Top of Data supplied

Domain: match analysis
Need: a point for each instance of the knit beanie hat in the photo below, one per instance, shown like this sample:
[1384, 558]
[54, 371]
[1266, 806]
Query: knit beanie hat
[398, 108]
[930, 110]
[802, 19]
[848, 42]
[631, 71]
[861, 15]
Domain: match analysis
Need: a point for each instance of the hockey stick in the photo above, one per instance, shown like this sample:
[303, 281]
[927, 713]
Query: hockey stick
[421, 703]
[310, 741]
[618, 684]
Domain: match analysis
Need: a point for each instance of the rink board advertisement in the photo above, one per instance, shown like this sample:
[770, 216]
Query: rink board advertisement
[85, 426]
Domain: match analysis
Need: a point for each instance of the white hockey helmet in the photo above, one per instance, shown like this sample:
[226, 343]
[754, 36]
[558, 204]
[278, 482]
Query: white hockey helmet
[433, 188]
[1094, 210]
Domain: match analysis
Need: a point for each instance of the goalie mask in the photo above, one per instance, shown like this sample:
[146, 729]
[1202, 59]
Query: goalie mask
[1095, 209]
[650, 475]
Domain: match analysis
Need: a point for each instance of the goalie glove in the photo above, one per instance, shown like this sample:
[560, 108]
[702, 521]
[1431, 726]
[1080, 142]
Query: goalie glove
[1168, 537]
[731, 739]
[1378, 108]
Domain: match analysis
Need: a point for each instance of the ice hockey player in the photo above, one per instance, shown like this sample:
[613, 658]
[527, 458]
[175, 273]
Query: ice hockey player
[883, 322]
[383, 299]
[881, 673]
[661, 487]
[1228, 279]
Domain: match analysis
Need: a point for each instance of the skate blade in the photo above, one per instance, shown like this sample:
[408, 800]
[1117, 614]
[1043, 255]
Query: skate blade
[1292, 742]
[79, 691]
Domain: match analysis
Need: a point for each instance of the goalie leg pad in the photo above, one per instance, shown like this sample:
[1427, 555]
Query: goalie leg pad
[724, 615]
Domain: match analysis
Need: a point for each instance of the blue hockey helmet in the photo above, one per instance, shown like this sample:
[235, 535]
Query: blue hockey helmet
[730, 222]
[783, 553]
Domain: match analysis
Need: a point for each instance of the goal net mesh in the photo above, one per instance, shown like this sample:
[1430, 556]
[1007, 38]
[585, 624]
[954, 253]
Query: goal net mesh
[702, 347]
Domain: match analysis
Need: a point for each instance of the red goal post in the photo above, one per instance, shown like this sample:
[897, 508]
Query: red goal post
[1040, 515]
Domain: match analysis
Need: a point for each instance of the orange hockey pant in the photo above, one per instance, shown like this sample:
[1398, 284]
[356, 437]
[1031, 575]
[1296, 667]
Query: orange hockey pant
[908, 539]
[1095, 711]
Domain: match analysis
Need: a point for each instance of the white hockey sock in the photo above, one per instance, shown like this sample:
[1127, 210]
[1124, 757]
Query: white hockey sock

Bottom of Data supplied

**Exercise details**
What is wanted is the full set of entries above, reproduced exactly.

**Response to this task**
Domain: match analysis
Need: a point for each instance of the knit beanie hat in the photo below, one per instance, shown like this sample:
[1384, 558]
[54, 371]
[1266, 806]
Query: knit beanie hat
[398, 108]
[930, 110]
[802, 19]
[848, 42]
[631, 71]
[861, 15]
Domain: match analysis
Need: a point for each instance of the hockey stick in the photo above, one per instance, shown like this sample:
[303, 281]
[927, 713]
Query: hockey stick
[421, 703]
[310, 741]
[618, 684]
Domain: match analysis
Need: a point for each instance of the rink board advertisement in the photo above, one per instance, shown like this sample:
[770, 216]
Query: rink board advertisement
[85, 426]
Domain: match analysis
Need: a point for each instance of the white hockey helmet in the photo above, one per instance, shown like this sample:
[226, 343]
[754, 36]
[558, 204]
[278, 482]
Query: white hockey helmet
[433, 188]
[1094, 210]
Domain: match analysis
Need: a point for each instance of the goalie mask in the photo above, one per instance, shown like this sample:
[146, 729]
[1202, 59]
Query: goalie mask
[1095, 209]
[650, 475]
Domain: match analysis
Need: a point for each instance of the goalie glove in the photo above, one per instance, shown like this sample:
[560, 108]
[702, 521]
[1431, 726]
[1080, 142]
Query: goalie glove
[1168, 537]
[731, 739]
[1378, 108]
Domain: match analysis
Need: a point for each instance of the ice hockey player in the photo above, one per instance, shown like this sample:
[613, 658]
[527, 458]
[175, 273]
Query: ice hockey player
[883, 322]
[383, 299]
[881, 673]
[661, 487]
[1228, 279]
Domain: match analysis
Need: a point for each instance of the skate blade in the photo above, one per instance, shown like this sample:
[408, 800]
[1117, 614]
[1043, 255]
Query: skate blade
[1292, 742]
[79, 691]
Domain: match analysis
Need: a point for each instance of the goalie leg pad in the photo above, one per instance, shown like this sample:
[1427, 555]
Query: goalie leg pad
[724, 615]
Domain: match analysis
Need: a point for each instance of the blue hockey helmet in the photo above, one per instance, shown like this sample:
[235, 535]
Query: blue hockey helmet
[730, 222]
[783, 553]
Domain: match analysis
Need: a point for each instance of the goal net mesh in the photo above, one per instance, shown like this sample:
[1430, 556]
[1007, 38]
[585, 624]
[954, 253]
Query: goal net mesh
[702, 347]
Domain: match analysis
Need: a point for each instance of the red goal post in the photo above, one per instance, shown like this sample:
[897, 508]
Query: red goal post
[1040, 515]
Domain: match analysis
Need: a point for each instance of the orange hockey pant in the photo above, one per instance, shown like this sample:
[1398, 284]
[356, 437]
[1031, 575]
[1296, 667]
Query: orange hockey pant
[908, 539]
[1095, 711]
Domain: match analysis
Need: a point for each instance of the white hockey sock in the photo above, one per instance, shown like this sample:
[1127, 210]
[1124, 757]
Query: white hockey sock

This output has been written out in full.